EXERCISE INSTRUCTIONS
Output each of the rows below word for word, omitting the pictures.

(Items from a labeling collection)
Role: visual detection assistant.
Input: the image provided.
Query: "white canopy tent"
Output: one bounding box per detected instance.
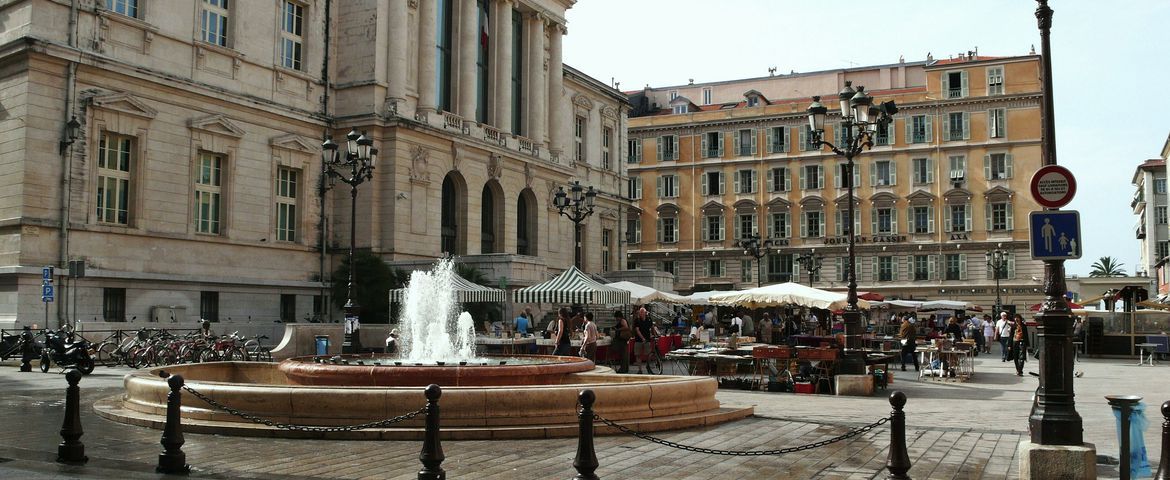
[605,282,690,303]
[710,282,869,310]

WORKED SOLUTION
Role: visual detection assistant.
Input: the image provided.
Query: "white canopy tent"
Output: one bounding box per detected instance.
[605,282,690,303]
[710,282,869,310]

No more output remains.